What is needed is an exact copy of every entry below, minus the images.

[Start of Attachment]

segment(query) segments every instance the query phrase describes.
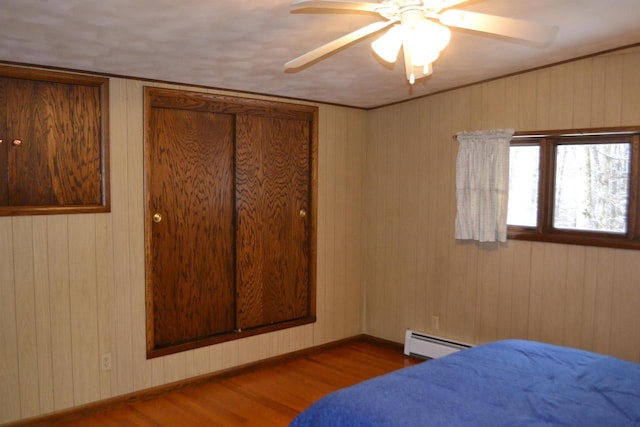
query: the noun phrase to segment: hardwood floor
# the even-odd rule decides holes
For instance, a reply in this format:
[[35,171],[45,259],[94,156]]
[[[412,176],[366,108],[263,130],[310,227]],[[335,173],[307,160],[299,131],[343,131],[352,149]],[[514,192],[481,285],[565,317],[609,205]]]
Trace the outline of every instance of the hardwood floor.
[[329,392],[419,362],[404,356],[399,348],[370,340],[352,341],[56,425],[287,426]]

[End of Attachment]

Answer below:
segment(query) segments every instance the query phrase describes.
query: the noun phrase to segment: hardwood floor
# the even-odd rule decides holes
For instance, a reply in this format:
[[35,171],[45,259],[94,156]]
[[[412,176],[366,108],[263,130],[310,227]],[[335,173],[307,160],[299,131],[343,131],[352,149]],[[514,192],[481,285],[565,317],[609,205]]]
Trace the outline of every instance of the hardwood floor.
[[329,392],[419,362],[404,356],[399,348],[370,340],[352,341],[56,425],[287,426]]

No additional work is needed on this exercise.